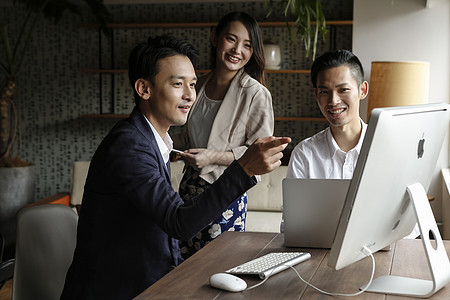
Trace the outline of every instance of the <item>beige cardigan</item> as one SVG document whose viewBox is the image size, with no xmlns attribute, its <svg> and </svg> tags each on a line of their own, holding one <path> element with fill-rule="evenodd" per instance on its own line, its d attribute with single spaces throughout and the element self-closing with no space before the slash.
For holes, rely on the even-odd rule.
<svg viewBox="0 0 450 300">
<path fill-rule="evenodd" d="M 211 75 L 212 72 L 198 80 L 198 95 L 204 92 Z M 188 123 L 195 122 L 191 119 L 195 104 L 189 113 Z M 232 151 L 234 158 L 239 159 L 257 138 L 273 135 L 273 128 L 272 96 L 269 90 L 241 70 L 234 76 L 220 105 L 207 148 L 220 152 Z M 220 165 L 206 166 L 201 170 L 200 177 L 213 183 L 226 168 Z"/>
</svg>

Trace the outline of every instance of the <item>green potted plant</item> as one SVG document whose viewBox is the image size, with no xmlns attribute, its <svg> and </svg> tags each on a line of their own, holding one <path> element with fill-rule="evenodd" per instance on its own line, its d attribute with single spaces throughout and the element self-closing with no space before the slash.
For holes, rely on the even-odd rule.
<svg viewBox="0 0 450 300">
<path fill-rule="evenodd" d="M 303 41 L 306 57 L 312 51 L 311 59 L 316 57 L 319 34 L 325 39 L 328 32 L 321 0 L 269 0 L 269 13 L 280 11 L 285 19 L 291 41 L 295 37 Z M 295 34 L 292 32 L 295 29 Z"/>
<path fill-rule="evenodd" d="M 103 0 L 83 2 L 105 29 L 110 15 Z M 3 52 L 0 52 L 0 228 L 7 246 L 14 242 L 17 210 L 34 201 L 34 166 L 14 153 L 15 142 L 20 136 L 14 95 L 27 45 L 38 22 L 46 19 L 58 23 L 66 11 L 81 15 L 80 6 L 70 0 L 15 0 L 14 5 L 26 10 L 26 17 L 17 19 L 20 22 L 19 34 L 11 38 L 8 35 L 10 24 L 0 24 Z M 7 251 L 5 256 L 11 256 L 12 251 Z"/>
</svg>

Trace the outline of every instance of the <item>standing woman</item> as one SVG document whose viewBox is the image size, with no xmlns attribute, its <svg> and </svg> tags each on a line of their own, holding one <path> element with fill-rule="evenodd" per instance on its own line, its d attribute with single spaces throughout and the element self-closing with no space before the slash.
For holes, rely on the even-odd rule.
<svg viewBox="0 0 450 300">
<path fill-rule="evenodd" d="M 257 138 L 273 134 L 272 96 L 264 86 L 264 50 L 256 20 L 243 12 L 225 15 L 211 32 L 213 68 L 197 82 L 188 117 L 187 169 L 179 193 L 185 201 L 216 181 Z M 176 145 L 177 146 L 177 145 Z M 224 231 L 244 231 L 247 193 L 191 241 L 184 258 Z"/>
</svg>

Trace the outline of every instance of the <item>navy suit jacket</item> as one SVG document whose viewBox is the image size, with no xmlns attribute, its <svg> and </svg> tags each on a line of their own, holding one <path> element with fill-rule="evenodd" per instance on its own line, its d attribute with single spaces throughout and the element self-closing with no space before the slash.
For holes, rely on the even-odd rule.
<svg viewBox="0 0 450 300">
<path fill-rule="evenodd" d="M 89 167 L 77 246 L 62 299 L 131 299 L 182 262 L 188 240 L 256 184 L 235 161 L 184 203 L 138 108 L 109 132 Z"/>
</svg>

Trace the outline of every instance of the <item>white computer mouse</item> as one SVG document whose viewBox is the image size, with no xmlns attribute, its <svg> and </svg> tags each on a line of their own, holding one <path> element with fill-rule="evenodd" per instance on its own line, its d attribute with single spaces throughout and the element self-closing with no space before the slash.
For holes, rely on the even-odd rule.
<svg viewBox="0 0 450 300">
<path fill-rule="evenodd" d="M 247 283 L 243 279 L 228 273 L 211 275 L 209 284 L 212 287 L 229 292 L 241 292 L 247 288 Z"/>
</svg>

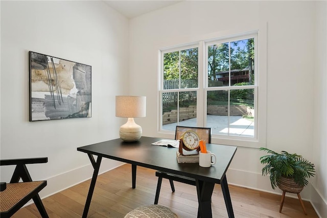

◆ ◆ ◆ ◆

▶ [PROBLEM REQUIREMENTS] Retype every one of the lines above character for character, omitting the pictures.

▶ [TASK RESULT]
Trace the outline of every instance of the <item>beige cardigan</item> as one SVG document whose viewBox is the image size, with no xmlns attribute, its <svg> and </svg> tags each on a line of their own, holding one <path> element with fill-rule="evenodd" per instance on its own line, its d attribute with single spaces throughout and the element self-closing with no space before the slash.
For holes, rely on the even-odd rule.
<svg viewBox="0 0 450 300">
<path fill-rule="evenodd" d="M 211 75 L 212 72 L 198 80 L 198 95 L 204 92 Z M 188 123 L 195 122 L 191 119 L 195 104 L 189 113 Z M 232 151 L 234 158 L 239 159 L 257 138 L 273 135 L 273 128 L 272 96 L 269 90 L 241 70 L 234 76 L 220 105 L 207 148 L 220 152 Z M 220 165 L 206 166 L 201 170 L 200 177 L 213 183 L 226 168 Z"/>
</svg>

Trace the outline of every instance of the <item>green potted plant</item> as one SVG document whose viewBox is the image size, with no xmlns attribute, its <svg> and </svg> tags each on a line of their own, holding one <path> element with fill-rule="evenodd" per instance on its own line, its d attribute with single spaces throughout and the element self-closing with no space before the slash.
For holes, rely on the even-odd rule.
<svg viewBox="0 0 450 300">
<path fill-rule="evenodd" d="M 303 41 L 306 57 L 312 51 L 311 59 L 316 57 L 319 34 L 325 39 L 328 32 L 321 0 L 269 0 L 269 13 L 280 11 L 285 19 L 291 41 L 295 37 Z M 295 34 L 292 32 L 295 29 Z"/>
<path fill-rule="evenodd" d="M 103 0 L 83 2 L 105 29 L 110 15 Z M 3 52 L 0 52 L 0 228 L 7 246 L 14 242 L 17 210 L 34 201 L 34 166 L 14 153 L 15 142 L 20 136 L 14 95 L 27 45 L 38 22 L 46 19 L 58 23 L 66 11 L 81 15 L 80 6 L 70 0 L 15 0 L 14 5 L 26 10 L 26 17 L 17 19 L 20 22 L 19 34 L 11 38 L 8 35 L 10 24 L 0 24 Z M 7 251 L 5 256 L 11 256 L 12 251 Z"/>
</svg>

Trace the outline of every instance of the <item>standing woman</item> as one SVG document whose viewBox is the image size, with no xmlns attribute, its <svg> and </svg> tags each on a line of their own, holding one <path> element with fill-rule="evenodd" per instance on its own line, its d attribute with single spaces throughout and the element self-closing with no space before the slash.
For holes, rely on the even-odd rule.
<svg viewBox="0 0 450 300">
<path fill-rule="evenodd" d="M 257 138 L 273 134 L 272 96 L 264 86 L 264 50 L 256 20 L 243 12 L 225 15 L 211 32 L 213 68 L 197 82 L 188 117 L 187 169 L 179 193 L 185 201 L 216 181 Z M 176 145 L 177 146 L 177 145 Z M 224 231 L 244 231 L 247 193 L 191 241 L 184 258 Z"/>
</svg>

Trace the outline of every instance of the <item>navy suit jacket</item> as one SVG document whose viewBox is the image size, with no xmlns attribute, its <svg> and </svg> tags each on a line of their own, holding one <path> element with fill-rule="evenodd" per instance on its own line, its d attribute with single spaces throughout and the element self-closing with no space before the slash.
For holes, rely on the even-odd rule.
<svg viewBox="0 0 450 300">
<path fill-rule="evenodd" d="M 89 167 L 77 246 L 62 299 L 131 299 L 182 262 L 188 240 L 256 184 L 235 161 L 184 203 L 138 108 L 109 132 Z"/>
</svg>

Trace the outline of every instance of the <item>white computer mouse</item> as one SVG document whose viewBox is the image size, with no xmlns attribute, its <svg> and </svg> tags each on a line of their own, holding one <path> element with fill-rule="evenodd" per instance on its own line, its d attribute with single spaces throughout and the element self-closing with no space before the slash.
For holes, rely on the even-odd rule.
<svg viewBox="0 0 450 300">
<path fill-rule="evenodd" d="M 247 283 L 243 279 L 228 273 L 211 275 L 209 284 L 212 287 L 229 292 L 241 292 L 247 288 Z"/>
</svg>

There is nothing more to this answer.